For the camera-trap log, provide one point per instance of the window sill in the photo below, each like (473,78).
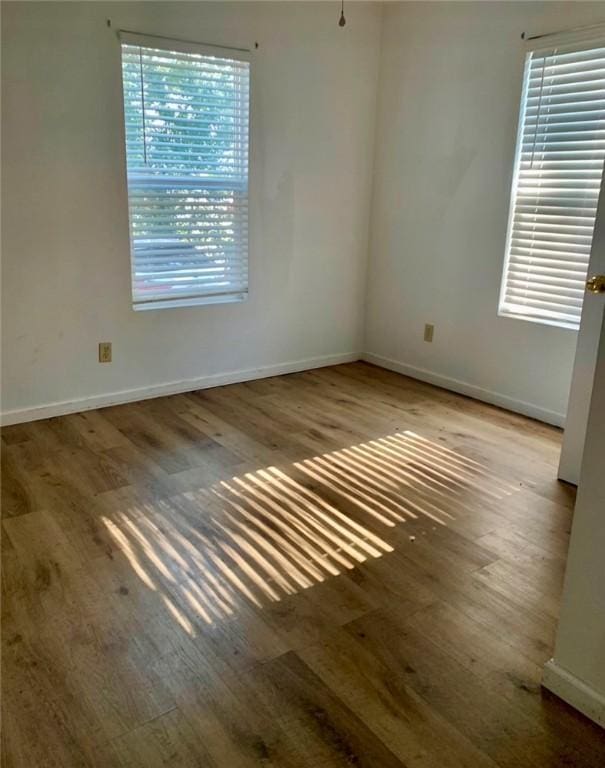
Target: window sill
(568,326)
(199,301)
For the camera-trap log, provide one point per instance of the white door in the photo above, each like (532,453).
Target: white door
(577,671)
(584,365)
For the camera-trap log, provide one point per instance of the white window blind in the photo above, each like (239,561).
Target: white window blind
(558,169)
(186,111)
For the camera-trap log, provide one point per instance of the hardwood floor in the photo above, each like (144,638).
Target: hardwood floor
(342,567)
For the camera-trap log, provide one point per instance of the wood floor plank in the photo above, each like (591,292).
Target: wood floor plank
(339,567)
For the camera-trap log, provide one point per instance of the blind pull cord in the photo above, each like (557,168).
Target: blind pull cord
(143,107)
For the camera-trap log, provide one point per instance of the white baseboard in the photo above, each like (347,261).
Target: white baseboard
(574,691)
(464,388)
(21,415)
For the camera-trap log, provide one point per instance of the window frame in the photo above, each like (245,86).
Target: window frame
(592,35)
(177,45)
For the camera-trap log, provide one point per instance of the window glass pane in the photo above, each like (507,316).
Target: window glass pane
(186,126)
(557,178)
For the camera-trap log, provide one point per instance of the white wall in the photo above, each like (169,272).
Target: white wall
(66,283)
(450,84)
(577,672)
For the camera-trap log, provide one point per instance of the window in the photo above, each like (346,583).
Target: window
(557,177)
(186,112)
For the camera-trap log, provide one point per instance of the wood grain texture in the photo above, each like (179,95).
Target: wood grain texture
(342,567)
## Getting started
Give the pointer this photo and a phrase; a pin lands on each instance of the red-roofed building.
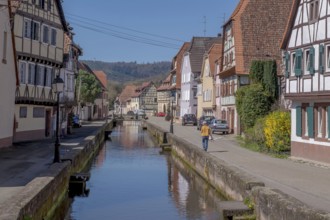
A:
(176, 77)
(101, 101)
(164, 94)
(254, 31)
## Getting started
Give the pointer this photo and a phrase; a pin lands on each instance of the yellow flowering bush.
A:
(277, 131)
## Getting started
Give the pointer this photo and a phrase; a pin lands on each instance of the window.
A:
(34, 30)
(27, 28)
(22, 72)
(49, 5)
(31, 74)
(314, 10)
(38, 112)
(4, 52)
(45, 34)
(328, 57)
(320, 131)
(307, 62)
(53, 37)
(293, 63)
(48, 76)
(42, 4)
(31, 29)
(23, 112)
(40, 75)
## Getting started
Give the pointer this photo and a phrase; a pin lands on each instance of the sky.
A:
(142, 31)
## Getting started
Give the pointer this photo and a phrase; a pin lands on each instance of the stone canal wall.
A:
(269, 204)
(45, 195)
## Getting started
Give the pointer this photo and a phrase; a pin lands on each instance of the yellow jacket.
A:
(205, 131)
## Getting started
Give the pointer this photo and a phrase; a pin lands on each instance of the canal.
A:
(132, 179)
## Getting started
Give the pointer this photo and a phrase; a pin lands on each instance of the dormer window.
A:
(313, 10)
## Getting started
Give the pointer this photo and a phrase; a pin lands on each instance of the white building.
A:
(307, 70)
(9, 76)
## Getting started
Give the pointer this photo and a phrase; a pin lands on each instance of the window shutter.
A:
(310, 121)
(298, 121)
(297, 68)
(287, 64)
(321, 56)
(311, 60)
(328, 121)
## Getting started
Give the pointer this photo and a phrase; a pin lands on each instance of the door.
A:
(48, 123)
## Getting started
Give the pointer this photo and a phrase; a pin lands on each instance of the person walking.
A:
(206, 134)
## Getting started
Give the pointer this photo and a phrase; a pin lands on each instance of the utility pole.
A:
(204, 17)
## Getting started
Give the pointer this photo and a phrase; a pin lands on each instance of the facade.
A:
(69, 73)
(148, 98)
(9, 76)
(101, 102)
(244, 41)
(125, 97)
(191, 70)
(176, 71)
(217, 87)
(306, 47)
(39, 28)
(164, 94)
(206, 89)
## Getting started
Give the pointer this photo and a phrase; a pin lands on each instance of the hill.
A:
(132, 72)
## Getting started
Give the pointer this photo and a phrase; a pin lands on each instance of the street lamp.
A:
(171, 125)
(58, 87)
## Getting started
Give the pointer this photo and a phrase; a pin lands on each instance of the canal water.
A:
(132, 179)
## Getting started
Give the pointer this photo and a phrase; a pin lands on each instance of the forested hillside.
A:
(121, 73)
(131, 72)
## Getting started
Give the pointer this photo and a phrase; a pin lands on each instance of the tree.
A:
(252, 103)
(90, 87)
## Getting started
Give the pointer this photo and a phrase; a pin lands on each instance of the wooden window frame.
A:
(23, 112)
(314, 10)
(22, 75)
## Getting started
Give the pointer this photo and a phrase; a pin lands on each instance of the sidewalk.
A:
(305, 181)
(23, 162)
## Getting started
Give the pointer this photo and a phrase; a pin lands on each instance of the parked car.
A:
(160, 114)
(130, 113)
(219, 125)
(208, 120)
(189, 119)
(140, 112)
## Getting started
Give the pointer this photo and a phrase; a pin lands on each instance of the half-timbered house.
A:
(306, 47)
(176, 70)
(101, 102)
(9, 79)
(254, 31)
(164, 94)
(39, 28)
(190, 74)
(206, 89)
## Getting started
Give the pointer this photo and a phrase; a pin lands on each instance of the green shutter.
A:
(298, 64)
(298, 121)
(310, 121)
(312, 60)
(287, 64)
(328, 114)
(321, 58)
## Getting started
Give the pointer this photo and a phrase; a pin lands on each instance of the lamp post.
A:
(58, 87)
(171, 125)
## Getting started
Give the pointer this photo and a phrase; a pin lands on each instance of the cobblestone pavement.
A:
(307, 181)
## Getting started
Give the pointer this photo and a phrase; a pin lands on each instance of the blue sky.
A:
(142, 30)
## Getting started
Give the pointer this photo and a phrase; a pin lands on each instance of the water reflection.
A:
(130, 179)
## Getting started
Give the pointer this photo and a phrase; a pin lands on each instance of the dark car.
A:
(160, 114)
(208, 120)
(219, 125)
(189, 119)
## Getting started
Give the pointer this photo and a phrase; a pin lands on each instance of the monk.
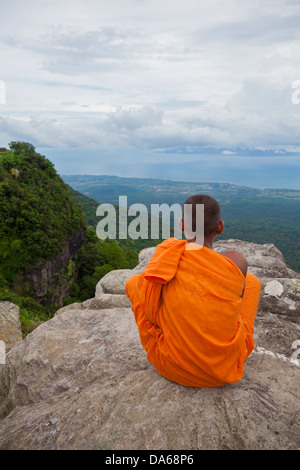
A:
(195, 308)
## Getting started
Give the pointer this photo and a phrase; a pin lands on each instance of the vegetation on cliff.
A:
(37, 210)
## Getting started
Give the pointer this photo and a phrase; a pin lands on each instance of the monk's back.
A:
(187, 307)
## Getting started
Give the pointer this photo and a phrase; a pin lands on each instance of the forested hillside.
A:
(250, 214)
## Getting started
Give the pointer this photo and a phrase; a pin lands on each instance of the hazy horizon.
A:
(253, 171)
(189, 89)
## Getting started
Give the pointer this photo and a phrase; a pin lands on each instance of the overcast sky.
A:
(177, 76)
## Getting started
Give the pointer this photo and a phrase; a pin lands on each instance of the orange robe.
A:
(193, 323)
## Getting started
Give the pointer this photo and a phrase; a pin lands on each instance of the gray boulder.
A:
(82, 380)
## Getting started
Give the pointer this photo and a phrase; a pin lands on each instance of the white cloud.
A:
(151, 74)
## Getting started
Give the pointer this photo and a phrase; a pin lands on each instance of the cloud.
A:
(151, 74)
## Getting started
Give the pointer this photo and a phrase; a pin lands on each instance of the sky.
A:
(182, 89)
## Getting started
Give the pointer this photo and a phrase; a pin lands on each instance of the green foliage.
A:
(31, 313)
(95, 259)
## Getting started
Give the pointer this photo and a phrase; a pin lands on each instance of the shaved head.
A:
(212, 212)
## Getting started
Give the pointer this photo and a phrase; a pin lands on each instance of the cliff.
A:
(82, 380)
(50, 280)
(41, 226)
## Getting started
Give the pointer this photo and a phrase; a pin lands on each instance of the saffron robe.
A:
(193, 322)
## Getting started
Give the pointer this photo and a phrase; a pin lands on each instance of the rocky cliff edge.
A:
(82, 380)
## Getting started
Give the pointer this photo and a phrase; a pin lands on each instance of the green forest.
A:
(39, 211)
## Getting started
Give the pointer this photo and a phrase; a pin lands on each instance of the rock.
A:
(10, 326)
(110, 301)
(72, 306)
(281, 296)
(51, 280)
(114, 282)
(82, 379)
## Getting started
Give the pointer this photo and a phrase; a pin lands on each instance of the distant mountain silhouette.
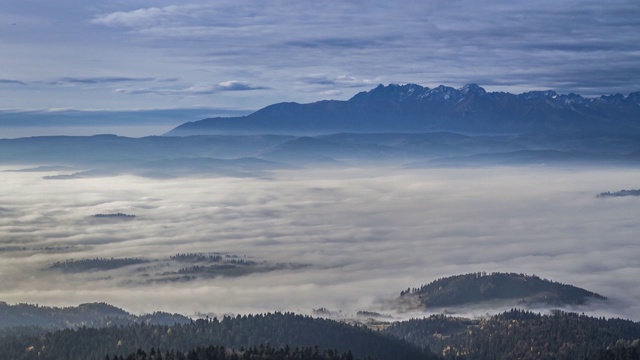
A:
(413, 108)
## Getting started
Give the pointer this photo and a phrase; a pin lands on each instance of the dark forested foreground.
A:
(521, 334)
(277, 330)
(515, 334)
(263, 352)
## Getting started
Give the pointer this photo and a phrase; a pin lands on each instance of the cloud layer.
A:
(306, 52)
(368, 234)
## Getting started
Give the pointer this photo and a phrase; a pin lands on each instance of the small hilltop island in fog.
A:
(556, 334)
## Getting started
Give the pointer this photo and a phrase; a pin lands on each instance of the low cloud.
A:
(195, 90)
(12, 82)
(367, 234)
(98, 80)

• • • • • • •

— EXERCISE OBJECTIVE —
Pull out every line in the data above that has the word "robe".

— TASK ANSWER —
Give the pointer this photo and a phrase; a pin lands on each instance of the orange robe.
Give the pointer this photo and a phrase; a pin lands on each instance of the saffron robe.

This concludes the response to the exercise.